EXCERPTED TEXT:
[start]
Ode To My Father

Duk-soo, the main character in JK Youn’s Ode to My Father, is a man who has abandoned his dreams, risked his health, exiled himself to foreign countries and worked himself to exhaustion, all for the sake of his family. And yet, as we see him in old age surrounded by his sons, daughters and grandchildren, one thing is clear: his family doesn’t particularly like him. When his grandchildren arrive at his home, they avoid his outstretched arms and run to their grandmother. His grown children are quick to criticize him for every fault, their voices filled with exasperation. When the family goes on vacation, they don’t take him along.
[end]
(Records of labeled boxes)
[start]
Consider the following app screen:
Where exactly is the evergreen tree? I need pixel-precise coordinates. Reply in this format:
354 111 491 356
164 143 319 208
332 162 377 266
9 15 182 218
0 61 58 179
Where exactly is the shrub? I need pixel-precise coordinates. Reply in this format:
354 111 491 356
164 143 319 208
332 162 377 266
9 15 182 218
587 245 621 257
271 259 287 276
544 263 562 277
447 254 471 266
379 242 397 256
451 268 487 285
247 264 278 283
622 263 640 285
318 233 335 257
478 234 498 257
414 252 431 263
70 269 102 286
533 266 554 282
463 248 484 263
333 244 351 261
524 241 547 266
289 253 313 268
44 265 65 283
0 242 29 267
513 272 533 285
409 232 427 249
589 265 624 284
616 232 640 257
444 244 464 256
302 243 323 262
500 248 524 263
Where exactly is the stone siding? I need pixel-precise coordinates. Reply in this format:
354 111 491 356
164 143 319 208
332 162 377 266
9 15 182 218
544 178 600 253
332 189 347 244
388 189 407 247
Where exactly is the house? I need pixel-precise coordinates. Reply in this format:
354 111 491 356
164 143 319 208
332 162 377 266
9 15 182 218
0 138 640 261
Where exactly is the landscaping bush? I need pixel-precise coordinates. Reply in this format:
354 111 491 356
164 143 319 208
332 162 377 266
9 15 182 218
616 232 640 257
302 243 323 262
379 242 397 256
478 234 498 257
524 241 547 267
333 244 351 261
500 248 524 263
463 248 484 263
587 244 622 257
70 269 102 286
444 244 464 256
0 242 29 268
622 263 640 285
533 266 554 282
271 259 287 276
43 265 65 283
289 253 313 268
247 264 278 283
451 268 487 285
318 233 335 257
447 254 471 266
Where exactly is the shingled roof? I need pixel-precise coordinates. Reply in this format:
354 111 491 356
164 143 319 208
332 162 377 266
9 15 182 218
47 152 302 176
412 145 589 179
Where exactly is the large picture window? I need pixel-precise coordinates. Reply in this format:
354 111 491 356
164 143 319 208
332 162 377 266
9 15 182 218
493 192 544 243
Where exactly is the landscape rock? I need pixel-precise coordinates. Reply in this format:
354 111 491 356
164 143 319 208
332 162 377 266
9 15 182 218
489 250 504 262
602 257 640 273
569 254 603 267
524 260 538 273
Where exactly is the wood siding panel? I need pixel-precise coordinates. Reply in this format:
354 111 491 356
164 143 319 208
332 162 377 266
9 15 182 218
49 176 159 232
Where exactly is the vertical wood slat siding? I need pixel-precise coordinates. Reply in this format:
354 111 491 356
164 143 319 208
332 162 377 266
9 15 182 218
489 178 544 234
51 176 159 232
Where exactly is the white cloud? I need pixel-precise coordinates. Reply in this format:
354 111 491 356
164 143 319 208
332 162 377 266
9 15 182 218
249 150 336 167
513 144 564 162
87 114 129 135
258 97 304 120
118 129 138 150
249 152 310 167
[end]
WHAT TO WORK ON:
A. In the review of Ode to My Father, who do the grandchildren run to when they arrive at Duk-soo's home?
B. Write the next part of the review of Ode to My Father, picking up after its final sentence.
These lines come from a different source.

TASK-BY-TASK OUTPUTS:
A. Their grandmother.

B.
This is one of the ironies at the heart of Ode to My Father, a blockbuster-sized epic of a film that attempts to tell the story of a generation. Specifically, it is concerned with the generation who were young children during the Korean War of 1950-53, and who then became adults in an age when South Korea was struggling to lift itself out of poverty. It is the generation of director Youn’s father, and he says that he intended the work as a tribute to their monumental sacrifice, which made it possible for today’s generations of Koreans to live in comparative wealth and comfort. Duk-soo is just a boy in December 1950 when the Chinese army enters his hometown of Hungnam, North Korea, and his family is forced to flee. Amidst the confusion of trying to climb aboard a ship, he loses hold of his sister’s hand and becomes separated from both her and his father. (These scenes, incidentally, take place against the backdrop of one of the most famous incidents of the war.) The rest of his family relocate to Busan, but the absence of his father is like a wound that never heals. As he grows into early adulthood, Duk-soo (played by the versatile Hwang Jung-min – New World, You Are My Sunshine) takes on the responsibility of providing for his family.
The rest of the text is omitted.